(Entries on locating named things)
-- begin --

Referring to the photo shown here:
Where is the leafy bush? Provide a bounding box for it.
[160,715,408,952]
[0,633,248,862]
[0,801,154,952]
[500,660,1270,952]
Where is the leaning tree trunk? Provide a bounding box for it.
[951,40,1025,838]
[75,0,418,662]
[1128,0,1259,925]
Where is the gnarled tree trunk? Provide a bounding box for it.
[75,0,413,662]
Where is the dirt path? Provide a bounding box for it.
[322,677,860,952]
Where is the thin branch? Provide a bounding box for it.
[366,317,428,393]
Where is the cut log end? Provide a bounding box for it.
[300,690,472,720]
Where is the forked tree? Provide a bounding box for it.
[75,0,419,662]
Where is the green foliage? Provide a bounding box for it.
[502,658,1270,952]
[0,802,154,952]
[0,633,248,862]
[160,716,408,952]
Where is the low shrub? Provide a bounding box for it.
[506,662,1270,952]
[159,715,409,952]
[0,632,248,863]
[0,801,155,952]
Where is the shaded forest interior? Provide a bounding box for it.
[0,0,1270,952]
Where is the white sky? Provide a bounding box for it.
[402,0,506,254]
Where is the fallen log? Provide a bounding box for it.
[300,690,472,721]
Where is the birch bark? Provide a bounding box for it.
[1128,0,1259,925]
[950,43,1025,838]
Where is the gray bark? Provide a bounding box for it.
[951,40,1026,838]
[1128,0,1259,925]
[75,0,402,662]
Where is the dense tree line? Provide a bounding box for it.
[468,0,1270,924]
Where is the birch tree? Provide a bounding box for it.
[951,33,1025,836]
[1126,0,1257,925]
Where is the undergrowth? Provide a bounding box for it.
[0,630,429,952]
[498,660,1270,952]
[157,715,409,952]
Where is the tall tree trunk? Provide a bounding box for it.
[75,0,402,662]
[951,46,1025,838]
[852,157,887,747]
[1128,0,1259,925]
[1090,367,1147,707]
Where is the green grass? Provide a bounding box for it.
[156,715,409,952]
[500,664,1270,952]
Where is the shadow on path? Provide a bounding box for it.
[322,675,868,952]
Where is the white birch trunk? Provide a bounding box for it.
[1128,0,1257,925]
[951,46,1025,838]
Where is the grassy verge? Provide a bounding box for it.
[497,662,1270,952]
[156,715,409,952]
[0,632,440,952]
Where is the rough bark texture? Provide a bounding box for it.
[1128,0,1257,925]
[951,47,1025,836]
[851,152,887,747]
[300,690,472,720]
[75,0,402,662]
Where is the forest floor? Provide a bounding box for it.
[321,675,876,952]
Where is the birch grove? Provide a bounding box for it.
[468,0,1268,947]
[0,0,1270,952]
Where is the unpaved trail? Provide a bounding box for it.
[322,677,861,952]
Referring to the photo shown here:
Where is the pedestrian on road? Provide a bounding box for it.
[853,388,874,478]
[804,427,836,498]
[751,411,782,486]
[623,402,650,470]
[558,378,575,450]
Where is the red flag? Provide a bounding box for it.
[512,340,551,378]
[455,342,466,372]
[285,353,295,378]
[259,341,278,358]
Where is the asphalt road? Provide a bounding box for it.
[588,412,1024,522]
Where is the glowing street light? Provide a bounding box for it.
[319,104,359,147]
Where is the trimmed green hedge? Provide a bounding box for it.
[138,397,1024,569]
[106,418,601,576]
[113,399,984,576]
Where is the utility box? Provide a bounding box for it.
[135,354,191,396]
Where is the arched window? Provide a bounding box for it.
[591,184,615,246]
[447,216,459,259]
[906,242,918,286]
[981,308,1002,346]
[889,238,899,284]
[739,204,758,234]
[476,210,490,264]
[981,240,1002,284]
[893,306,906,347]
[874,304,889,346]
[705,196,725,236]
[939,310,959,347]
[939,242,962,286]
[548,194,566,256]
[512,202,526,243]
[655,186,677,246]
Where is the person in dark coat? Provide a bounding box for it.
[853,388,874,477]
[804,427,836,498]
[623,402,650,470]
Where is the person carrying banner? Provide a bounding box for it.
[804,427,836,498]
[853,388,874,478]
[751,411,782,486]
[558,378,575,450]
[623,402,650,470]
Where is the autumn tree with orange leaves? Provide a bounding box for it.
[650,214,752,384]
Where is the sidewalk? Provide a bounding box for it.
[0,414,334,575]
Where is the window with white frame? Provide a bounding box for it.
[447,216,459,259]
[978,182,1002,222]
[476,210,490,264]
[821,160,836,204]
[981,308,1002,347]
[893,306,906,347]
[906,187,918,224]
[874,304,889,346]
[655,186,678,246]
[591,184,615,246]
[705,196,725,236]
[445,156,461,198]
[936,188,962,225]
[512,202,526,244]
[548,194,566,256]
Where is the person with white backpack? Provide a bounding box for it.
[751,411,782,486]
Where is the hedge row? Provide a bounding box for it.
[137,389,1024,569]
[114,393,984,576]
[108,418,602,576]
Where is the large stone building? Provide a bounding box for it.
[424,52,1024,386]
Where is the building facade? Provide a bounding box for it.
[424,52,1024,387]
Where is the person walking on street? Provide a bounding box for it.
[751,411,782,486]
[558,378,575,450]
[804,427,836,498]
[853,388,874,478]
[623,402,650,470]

-- end --

Set out the lines above as a JSON list of strings, one string per line and no blank lines.

▶ **Final result**:
[
  "Referring to the photo shown here:",
  "Where is the leafy bush? Provide a bounding box for it.",
  "[160,715,408,952]",
  "[0,633,248,862]",
  "[0,801,154,952]",
  "[500,660,1270,952]",
  "Where is the leaning tree trunk? Provide a bounding box for it.",
  "[951,40,1025,838]",
  "[75,0,418,662]",
  "[1128,0,1259,925]",
  "Where is the gnarled tree trunk? Provide a bounding box for it.",
  "[75,0,413,662]",
  "Where is the dirt path? Provide a bounding box for it.",
  "[322,677,860,952]",
  "Where is the thin branch? Provide a bounding box for it.",
  "[366,317,428,393]",
  "Where is the cut log end? Provide a bounding box for it.",
  "[300,690,472,720]",
  "Where is the forked tree? Provide a bounding box for it.",
  "[75,0,419,662]",
  "Where is the green foliage? Provide a bounding box for it.",
  "[502,658,1270,952]",
  "[0,802,154,952]",
  "[0,633,248,862]",
  "[160,716,408,952]",
  "Where is the low shrub? Provide a bounding box for it.",
  "[506,662,1270,952]",
  "[159,715,409,952]",
  "[0,632,248,863]",
  "[0,801,155,952]",
  "Where is the shaded forest interior? Provide a bounding box for it.",
  "[0,0,1270,952]",
  "Where is the white sky? Provide a bounding box for it.",
  "[402,0,506,254]",
  "Where is the fallen log? Provide a bounding box for it.",
  "[300,690,472,721]",
  "Where is the birch bark? Provide a bounding box for it.",
  "[1128,0,1259,925]",
  "[950,43,1025,838]",
  "Where is the gray bark? Provide a bounding box for it.",
  "[951,40,1026,838]",
  "[1128,0,1259,925]",
  "[75,0,402,662]",
  "Where is the dense tree line? Provide a bounding box for it.",
  "[468,0,1270,924]",
  "Where is the birch tree? Provide a bounding box for it.",
  "[951,33,1025,836]",
  "[1126,0,1257,925]",
  "Where is the undergrowth? Provide a bounding box for it.",
  "[0,630,429,952]",
  "[498,660,1270,952]",
  "[157,715,409,952]",
  "Where is the tall tree trunk? Provide a bounding box for it.",
  "[75,0,402,662]",
  "[951,46,1025,838]",
  "[852,157,887,747]",
  "[1128,0,1259,925]",
  "[1090,367,1147,707]",
  "Where is the green grass? Provide a bounding box for it.",
  "[156,715,409,952]",
  "[500,664,1270,952]",
  "Where is the shadow on path? Provide a bounding box for it.",
  "[322,675,868,952]",
  "Where is the white birch trunk? Provide a bounding box for it.",
  "[1128,0,1257,925]",
  "[951,46,1025,838]",
  "Where is the grassy verge? Provide a bounding box for it.",
  "[497,662,1270,952]",
  "[156,715,409,952]",
  "[0,632,440,952]",
  "Where is the rough bark texture? Provide a bounding box for it.",
  "[1128,0,1257,925]",
  "[951,47,1025,836]",
  "[851,152,887,747]",
  "[300,690,472,720]",
  "[75,0,402,662]",
  "Where is the forest floor? Provide a bounding box for it.",
  "[321,675,876,952]",
  "Where is the birch grove? Provide a bounding box for it.",
  "[468,0,1268,947]",
  "[0,0,1270,952]",
  "Where is the unpaved trail? Provide a bounding box for it.",
  "[322,677,861,952]",
  "Referring to the photo shown here:",
  "Where is the pedestrian on road? Provide a bounding box for it.",
  "[853,388,874,478]",
  "[804,427,836,498]",
  "[751,411,782,486]",
  "[623,402,650,470]",
  "[558,378,575,450]",
  "Where is the red flag? Provide a bounding box for it.",
  "[512,340,551,378]",
  "[455,342,466,372]",
  "[285,353,295,378]",
  "[259,341,278,358]",
  "Where is the asphalt road? Provide a bounding box for it.",
  "[588,412,1024,522]",
  "Where is the glowing street light? Provide a bounding box for it.",
  "[319,104,359,147]",
  "Where is the trimmed green hedge? Provide a bounding box for it.",
  "[138,397,1024,569]",
  "[106,418,601,576]",
  "[113,399,984,576]",
  "Where is the utility box? Provide a bounding box for it.",
  "[135,354,191,396]",
  "Where is the arched window? Provide a bounding box for it.",
  "[591,184,615,246]",
  "[447,216,459,259]",
  "[906,242,918,286]",
  "[981,308,1002,346]",
  "[889,238,899,284]",
  "[739,204,758,234]",
  "[476,210,490,264]",
  "[981,240,1002,284]",
  "[893,306,906,347]",
  "[874,304,889,346]",
  "[705,196,725,236]",
  "[939,310,959,347]",
  "[939,242,962,286]",
  "[548,194,566,256]",
  "[512,202,526,243]",
  "[655,186,677,246]",
  "Where is the person in dark coat? Provide a bounding box for it.",
  "[853,388,874,477]",
  "[804,427,836,498]",
  "[623,402,650,470]",
  "Where is the person carrying banner? Provide a bounding box for it.",
  "[804,427,836,498]",
  "[853,388,874,478]",
  "[751,411,782,486]",
  "[558,378,575,450]",
  "[623,402,650,470]",
  "Where is the autumn tree with orange leaves? Provide a bounding box for it.",
  "[650,214,752,384]",
  "Where is the sidewalk? Provide a bounding box for it.",
  "[0,414,334,575]",
  "Where is the window with white frame? Provide a bounding box for it.",
  "[447,216,459,259]",
  "[978,182,1002,222]",
  "[476,210,490,264]",
  "[821,160,836,204]",
  "[981,308,1002,347]",
  "[893,306,906,347]",
  "[906,187,918,224]",
  "[874,304,889,346]",
  "[655,186,678,246]",
  "[591,184,615,246]",
  "[705,196,725,236]",
  "[445,156,461,198]",
  "[936,188,962,225]",
  "[512,202,526,244]",
  "[548,194,566,256]",
  "Where is the person with white backpack? Provide a bounding box for it.",
  "[751,411,782,486]",
  "Where is the hedge row? Provide a bounding box for it.",
  "[137,389,1024,569]",
  "[114,393,984,576]",
  "[108,418,602,576]",
  "Where is the large stone building? Provide a bounding box for it.",
  "[424,52,1024,386]",
  "Where is the building facade? Provide a bounding box for it.",
  "[424,52,1024,387]",
  "Where is the person walking on street? Provide a bounding box for it.",
  "[751,411,782,486]",
  "[558,378,575,450]",
  "[804,427,836,498]",
  "[853,388,874,478]",
  "[623,402,650,470]"
]